Work instruction
Write down, unchanged, the entries from the first line through the line holding "positive clicks: (435, 550)". Include no other line.
Information given START
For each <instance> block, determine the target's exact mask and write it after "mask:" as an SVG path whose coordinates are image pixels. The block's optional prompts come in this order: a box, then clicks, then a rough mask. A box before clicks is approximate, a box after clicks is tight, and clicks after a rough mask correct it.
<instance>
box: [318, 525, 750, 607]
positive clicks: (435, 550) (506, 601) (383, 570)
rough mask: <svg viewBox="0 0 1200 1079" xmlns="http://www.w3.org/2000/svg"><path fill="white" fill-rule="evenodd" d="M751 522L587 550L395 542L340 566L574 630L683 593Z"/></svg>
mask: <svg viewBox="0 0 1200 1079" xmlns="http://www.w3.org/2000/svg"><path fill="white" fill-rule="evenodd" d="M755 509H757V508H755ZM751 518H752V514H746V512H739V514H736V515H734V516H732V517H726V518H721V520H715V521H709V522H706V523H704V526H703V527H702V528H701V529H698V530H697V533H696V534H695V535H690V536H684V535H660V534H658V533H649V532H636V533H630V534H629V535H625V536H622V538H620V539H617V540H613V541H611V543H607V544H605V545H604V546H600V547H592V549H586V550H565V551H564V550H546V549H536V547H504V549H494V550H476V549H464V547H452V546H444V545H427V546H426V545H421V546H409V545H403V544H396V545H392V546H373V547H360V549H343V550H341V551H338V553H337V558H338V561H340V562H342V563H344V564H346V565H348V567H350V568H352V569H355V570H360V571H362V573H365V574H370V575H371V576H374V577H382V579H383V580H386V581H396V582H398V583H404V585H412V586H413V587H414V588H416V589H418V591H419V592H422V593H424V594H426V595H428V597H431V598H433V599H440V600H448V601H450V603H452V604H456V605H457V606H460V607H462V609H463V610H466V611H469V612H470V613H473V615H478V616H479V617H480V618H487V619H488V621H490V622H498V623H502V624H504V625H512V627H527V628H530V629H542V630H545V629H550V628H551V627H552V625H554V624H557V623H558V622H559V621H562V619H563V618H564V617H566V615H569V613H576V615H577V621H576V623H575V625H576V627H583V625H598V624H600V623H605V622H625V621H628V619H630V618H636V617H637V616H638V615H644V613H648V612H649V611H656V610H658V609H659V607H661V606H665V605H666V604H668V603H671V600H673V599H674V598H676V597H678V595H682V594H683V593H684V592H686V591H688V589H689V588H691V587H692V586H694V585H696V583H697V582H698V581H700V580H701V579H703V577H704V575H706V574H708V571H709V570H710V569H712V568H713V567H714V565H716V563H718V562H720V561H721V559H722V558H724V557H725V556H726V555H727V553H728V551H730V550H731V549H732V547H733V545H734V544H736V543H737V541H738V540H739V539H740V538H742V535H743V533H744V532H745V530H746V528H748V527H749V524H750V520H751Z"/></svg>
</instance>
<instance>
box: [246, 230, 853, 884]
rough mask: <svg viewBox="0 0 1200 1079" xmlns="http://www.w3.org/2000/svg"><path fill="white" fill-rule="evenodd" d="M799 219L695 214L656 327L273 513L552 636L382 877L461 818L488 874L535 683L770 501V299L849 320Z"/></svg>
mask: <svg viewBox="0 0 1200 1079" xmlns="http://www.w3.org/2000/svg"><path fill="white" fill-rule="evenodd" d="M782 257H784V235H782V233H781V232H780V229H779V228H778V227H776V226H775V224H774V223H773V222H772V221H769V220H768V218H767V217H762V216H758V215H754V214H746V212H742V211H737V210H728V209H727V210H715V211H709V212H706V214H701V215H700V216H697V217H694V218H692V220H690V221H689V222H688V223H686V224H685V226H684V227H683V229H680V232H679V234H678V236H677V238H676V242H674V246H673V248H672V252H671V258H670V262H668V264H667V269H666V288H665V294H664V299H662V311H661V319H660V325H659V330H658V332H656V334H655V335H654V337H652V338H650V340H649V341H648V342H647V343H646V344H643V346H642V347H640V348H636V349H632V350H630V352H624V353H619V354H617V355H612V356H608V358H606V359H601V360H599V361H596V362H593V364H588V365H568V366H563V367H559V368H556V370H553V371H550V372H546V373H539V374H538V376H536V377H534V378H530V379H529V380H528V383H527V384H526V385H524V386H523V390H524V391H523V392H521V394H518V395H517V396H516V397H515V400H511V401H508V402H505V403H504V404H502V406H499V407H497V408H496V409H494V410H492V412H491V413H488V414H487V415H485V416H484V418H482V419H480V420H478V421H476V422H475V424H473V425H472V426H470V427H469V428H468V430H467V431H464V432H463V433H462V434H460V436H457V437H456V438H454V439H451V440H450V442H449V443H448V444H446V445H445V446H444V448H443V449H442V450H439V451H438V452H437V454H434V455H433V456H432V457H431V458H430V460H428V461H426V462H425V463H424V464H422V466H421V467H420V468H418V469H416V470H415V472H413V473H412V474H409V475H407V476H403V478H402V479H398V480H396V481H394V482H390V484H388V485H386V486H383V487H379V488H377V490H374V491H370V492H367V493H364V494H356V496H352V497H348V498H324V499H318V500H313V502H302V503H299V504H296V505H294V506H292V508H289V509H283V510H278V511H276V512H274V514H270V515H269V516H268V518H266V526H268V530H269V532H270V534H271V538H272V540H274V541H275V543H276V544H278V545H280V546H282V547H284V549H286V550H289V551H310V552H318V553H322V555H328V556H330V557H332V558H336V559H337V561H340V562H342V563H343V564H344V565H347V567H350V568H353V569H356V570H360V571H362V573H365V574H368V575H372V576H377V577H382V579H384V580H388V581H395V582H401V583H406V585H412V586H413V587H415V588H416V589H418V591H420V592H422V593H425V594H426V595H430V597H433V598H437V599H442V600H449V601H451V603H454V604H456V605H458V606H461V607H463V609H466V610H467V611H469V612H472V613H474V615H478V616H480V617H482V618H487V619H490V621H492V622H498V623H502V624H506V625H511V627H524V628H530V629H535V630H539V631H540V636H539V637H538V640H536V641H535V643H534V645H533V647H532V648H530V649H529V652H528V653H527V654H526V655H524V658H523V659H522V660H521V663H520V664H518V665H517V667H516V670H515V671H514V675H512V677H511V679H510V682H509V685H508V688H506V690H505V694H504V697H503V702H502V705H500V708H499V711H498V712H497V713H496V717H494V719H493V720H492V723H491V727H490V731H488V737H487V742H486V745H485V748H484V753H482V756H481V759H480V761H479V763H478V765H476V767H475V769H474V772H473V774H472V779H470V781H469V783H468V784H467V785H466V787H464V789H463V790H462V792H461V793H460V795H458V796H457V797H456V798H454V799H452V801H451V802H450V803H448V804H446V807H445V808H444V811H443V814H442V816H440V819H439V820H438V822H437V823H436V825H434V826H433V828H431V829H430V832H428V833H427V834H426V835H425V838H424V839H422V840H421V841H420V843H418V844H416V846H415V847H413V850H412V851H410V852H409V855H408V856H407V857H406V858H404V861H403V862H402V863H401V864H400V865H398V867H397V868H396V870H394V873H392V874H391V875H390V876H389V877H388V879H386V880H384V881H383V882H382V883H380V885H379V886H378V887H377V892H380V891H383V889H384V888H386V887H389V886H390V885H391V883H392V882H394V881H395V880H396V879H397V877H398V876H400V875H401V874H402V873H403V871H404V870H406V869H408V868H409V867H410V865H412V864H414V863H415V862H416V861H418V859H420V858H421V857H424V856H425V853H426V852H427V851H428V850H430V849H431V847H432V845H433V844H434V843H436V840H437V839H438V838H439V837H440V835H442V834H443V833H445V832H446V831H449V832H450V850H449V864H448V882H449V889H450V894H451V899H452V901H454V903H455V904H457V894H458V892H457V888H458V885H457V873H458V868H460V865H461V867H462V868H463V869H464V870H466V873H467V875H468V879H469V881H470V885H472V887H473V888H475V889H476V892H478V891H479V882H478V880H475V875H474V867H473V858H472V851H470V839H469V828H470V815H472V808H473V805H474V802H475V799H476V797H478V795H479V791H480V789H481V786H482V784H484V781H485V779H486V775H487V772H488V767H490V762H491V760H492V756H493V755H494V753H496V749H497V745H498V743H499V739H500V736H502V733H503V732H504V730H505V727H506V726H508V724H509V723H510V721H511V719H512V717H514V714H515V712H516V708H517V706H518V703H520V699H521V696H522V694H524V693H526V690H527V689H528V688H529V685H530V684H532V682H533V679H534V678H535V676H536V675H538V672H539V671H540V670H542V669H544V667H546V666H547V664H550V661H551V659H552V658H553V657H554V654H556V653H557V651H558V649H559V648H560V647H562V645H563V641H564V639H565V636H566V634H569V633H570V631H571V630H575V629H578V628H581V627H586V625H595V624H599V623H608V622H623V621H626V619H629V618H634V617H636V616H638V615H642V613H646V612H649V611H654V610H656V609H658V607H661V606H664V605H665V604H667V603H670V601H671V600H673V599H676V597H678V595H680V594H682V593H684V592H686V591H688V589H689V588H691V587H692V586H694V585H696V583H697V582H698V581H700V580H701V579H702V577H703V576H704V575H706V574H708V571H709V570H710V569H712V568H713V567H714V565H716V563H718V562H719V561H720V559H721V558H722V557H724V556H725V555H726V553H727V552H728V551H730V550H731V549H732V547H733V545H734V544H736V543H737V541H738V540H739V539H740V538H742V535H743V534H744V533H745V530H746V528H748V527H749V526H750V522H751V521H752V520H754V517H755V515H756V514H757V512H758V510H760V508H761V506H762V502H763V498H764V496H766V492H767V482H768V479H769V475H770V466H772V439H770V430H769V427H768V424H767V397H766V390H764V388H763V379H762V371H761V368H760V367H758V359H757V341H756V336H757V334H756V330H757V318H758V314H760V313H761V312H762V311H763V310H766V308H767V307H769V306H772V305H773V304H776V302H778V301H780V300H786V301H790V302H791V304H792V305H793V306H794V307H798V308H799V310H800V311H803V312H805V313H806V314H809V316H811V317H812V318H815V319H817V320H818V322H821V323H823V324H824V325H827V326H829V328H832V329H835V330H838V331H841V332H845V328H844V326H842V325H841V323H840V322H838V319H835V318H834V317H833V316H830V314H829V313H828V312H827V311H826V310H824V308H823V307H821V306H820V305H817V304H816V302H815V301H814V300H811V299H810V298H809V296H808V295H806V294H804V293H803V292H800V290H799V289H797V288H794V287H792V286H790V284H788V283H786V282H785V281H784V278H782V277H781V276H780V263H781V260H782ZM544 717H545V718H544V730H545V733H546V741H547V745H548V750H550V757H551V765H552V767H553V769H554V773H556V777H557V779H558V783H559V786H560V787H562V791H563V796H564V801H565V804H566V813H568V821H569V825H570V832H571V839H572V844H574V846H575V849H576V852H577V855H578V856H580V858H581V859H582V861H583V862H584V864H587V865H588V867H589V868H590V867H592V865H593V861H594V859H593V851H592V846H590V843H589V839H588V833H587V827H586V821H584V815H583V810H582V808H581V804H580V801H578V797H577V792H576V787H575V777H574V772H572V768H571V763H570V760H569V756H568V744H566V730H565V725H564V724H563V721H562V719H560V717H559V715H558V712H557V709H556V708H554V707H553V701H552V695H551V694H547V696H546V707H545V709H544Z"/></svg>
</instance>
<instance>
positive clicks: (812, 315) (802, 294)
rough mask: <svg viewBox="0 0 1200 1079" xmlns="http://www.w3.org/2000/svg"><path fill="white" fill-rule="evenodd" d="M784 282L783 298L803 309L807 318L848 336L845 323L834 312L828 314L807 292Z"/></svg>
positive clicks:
Information given END
Response to this exercise
For each <instance> block, determine the target's exact mask and write it after "mask:" as an SVG path whose coordinates are image pixels. The block's optional prompts come in this order: a box, then clicks, then a rough mask. A box before clicks is approximate, a box after clicks is tight, and clicks after a rough mask correct it.
<instance>
box: [318, 525, 750, 607]
positive clicks: (435, 550) (506, 601) (383, 570)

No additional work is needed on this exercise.